● Exercise 1: Rewrite the records given below, replacing "dot" with "marker" and keeping everything else the same.

● Given passage:
========================================

# Should Congress End Electric Car Subsidies?



## Jason Lattimer (Dec 27, 2008)

Congress should end ALL subsidies period!


----------



## PhantomPholly (Aug 20, 2008)

Thank you. 

I've always puzzled over the concept of "the long term benefit of debt" with regards to our government. I think I understand it now - they get theirs, then split before it collapses.


----------



## Ziggythewiz (May 16, 2010)

Yes they should end them, right after they pull the oil (including the 2 carrier groups) subsidies.


----------



## PhantomPholly (Aug 20, 2008)

Ziggythewiz said:


> Yes they should end them, right after they pull the oil (including the 2 carrier groups) subsidies.


Absolutely. Along with every other subsidy on the books - we can no longer afford such graft.


----------



## jeremyjs (Sep 22, 2010)

Jason Lattimer said:


> Congress should end ALL subsidies period!


Agreed. There are few things that should be subsidized by the federal gov't and they're fairly well defined. Our federal gov't is a bloated bumbling joke, but it's a joke on us.

If the states want to do it I'm totally fine with it. The public is much more able to control the purse strings at more local levels.


----------



## lowcrawler (Jun 27, 2011)

Ziggythewiz said:


> Yes they should end them, right after they pull the oil (including the 2 carrier groups) subsidies.


Exactly. Stop spending Trillions subsidizing oil... _then _the millions spent subsidizing electric should be stopped.


----------



## PhantomPholly (Aug 20, 2008)

lowcrawler said:


> Exactly. Stop spending Trillions subsidizing oil... _then _the millions spent subsidizing electric should be stopped.


Why wait? End them all at once.


----------



## Ziggythewiz (May 16, 2010)

PhantomPholly said:


> Why wait? End them all at once.


Ever seen the show Split or Steal? YouTube it. It doesn't end well for the nice guy looking out for the good of the group.


----------



## jeremyjs (Sep 22, 2010)

PhantomPholly said:


> Why wait? End them all at once.


It would get ugly pretty quick if it ended all at once. everyone would probably be better off if they were phased out over a few years.


----------



## ElectriCar (Jun 15, 2008)

jeremyjs said:


> ...Our federal gov't is a bloated bumbling joke, but it's a joke on us...

========================================

● Recorded information:
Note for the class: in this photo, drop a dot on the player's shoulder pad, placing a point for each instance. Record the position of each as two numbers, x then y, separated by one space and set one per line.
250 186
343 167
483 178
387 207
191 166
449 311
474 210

========================================

● Exercise 2: In the thread on ending electric car subsidies, which show does Ziggythewiz suggest looking up on YouTube?

● Worked answer 1:
Note for the class: in this photo, drop a marker on the player's shoulder pad, placing a point for each instance. Record the position of each as two numbers, x then y, separated by one space and set one per line.
250 186
343 167
483 178
387 207
191 166
449 311
474 210

● Worked answer 2: Split or Steal